(Record set)

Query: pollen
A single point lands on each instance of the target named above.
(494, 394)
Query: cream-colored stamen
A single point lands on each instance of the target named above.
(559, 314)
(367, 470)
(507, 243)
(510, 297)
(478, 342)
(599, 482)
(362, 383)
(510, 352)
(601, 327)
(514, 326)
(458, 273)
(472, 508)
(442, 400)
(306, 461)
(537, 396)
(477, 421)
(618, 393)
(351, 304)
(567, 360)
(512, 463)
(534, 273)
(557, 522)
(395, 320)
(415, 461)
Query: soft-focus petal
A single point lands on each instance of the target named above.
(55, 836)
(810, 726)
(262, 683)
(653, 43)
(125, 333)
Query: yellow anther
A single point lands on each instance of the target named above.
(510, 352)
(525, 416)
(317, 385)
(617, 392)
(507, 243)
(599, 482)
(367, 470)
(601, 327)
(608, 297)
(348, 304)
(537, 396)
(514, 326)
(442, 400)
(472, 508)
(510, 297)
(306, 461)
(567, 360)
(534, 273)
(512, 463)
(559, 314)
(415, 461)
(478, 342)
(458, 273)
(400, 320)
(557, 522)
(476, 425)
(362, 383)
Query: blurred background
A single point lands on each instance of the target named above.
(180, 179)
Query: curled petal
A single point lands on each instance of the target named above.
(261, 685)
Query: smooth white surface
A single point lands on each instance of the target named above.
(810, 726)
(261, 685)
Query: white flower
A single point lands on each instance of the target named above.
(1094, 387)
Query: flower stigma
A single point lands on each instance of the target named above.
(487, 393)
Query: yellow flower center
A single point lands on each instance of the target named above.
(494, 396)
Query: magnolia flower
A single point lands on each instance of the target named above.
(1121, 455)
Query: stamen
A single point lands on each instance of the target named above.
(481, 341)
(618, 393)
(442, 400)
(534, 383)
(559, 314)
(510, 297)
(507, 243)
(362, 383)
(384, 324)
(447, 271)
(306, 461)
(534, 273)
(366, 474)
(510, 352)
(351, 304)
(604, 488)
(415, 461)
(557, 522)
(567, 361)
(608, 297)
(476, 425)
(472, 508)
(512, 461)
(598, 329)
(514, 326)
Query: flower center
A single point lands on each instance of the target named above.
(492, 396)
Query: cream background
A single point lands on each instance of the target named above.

(End Record set)

* Exercise goal
Each record must be duplicated exactly, with none missing.

* Response to the exercise
Query: pollen
A single point lands on each instance of the target named above.
(494, 394)
Query: cream-colored stamen
A single point lands on each instance of the target named above.
(559, 314)
(367, 470)
(507, 243)
(510, 297)
(478, 342)
(599, 482)
(362, 383)
(510, 352)
(601, 327)
(514, 326)
(458, 273)
(472, 508)
(442, 400)
(306, 461)
(537, 396)
(477, 421)
(618, 393)
(351, 304)
(567, 360)
(512, 463)
(534, 273)
(557, 522)
(395, 320)
(415, 461)
Query: soft-focus petal
A single point lands on each instance of the target named above.
(55, 836)
(810, 726)
(262, 683)
(653, 43)
(125, 333)
Query: yellow anther
A single point lands on each instance of the target named above.
(510, 352)
(525, 416)
(317, 385)
(617, 392)
(507, 243)
(599, 482)
(367, 470)
(601, 327)
(608, 297)
(348, 304)
(537, 396)
(514, 326)
(442, 400)
(472, 508)
(510, 297)
(306, 461)
(567, 360)
(534, 273)
(512, 463)
(559, 314)
(415, 461)
(478, 342)
(458, 273)
(400, 320)
(557, 522)
(476, 425)
(362, 383)
Query: blurred background
A single point lands on each instance of the target named above.
(180, 179)
Query: curled petal
A single point lands on each instance of the target named above.
(261, 685)
Query: smooth white surface
A single point lands on each instance of the target named above.
(810, 726)
(261, 685)
Query: white flower
A single point lands on each instance of the target named above.
(1094, 387)
Query: flower stigma
A single point lands on each instance of the target named above.
(487, 393)
Query: yellow flower center
A single point lands on each instance of the target named above.
(494, 396)
Query: magnolia flower
A single point lands on each instance of the target named above.
(1121, 455)
Query: stamen
A single point lands on each instance of the target named above.
(481, 341)
(618, 393)
(442, 400)
(534, 383)
(559, 314)
(510, 297)
(507, 243)
(362, 383)
(384, 324)
(447, 271)
(306, 461)
(534, 273)
(366, 474)
(510, 352)
(351, 304)
(604, 488)
(415, 461)
(557, 522)
(567, 361)
(608, 297)
(476, 425)
(472, 508)
(512, 461)
(598, 329)
(514, 326)
Query: flower center
A single point lands on each instance of the target named above.
(492, 396)
Query: cream background
A single point lands on each instance of the target named above.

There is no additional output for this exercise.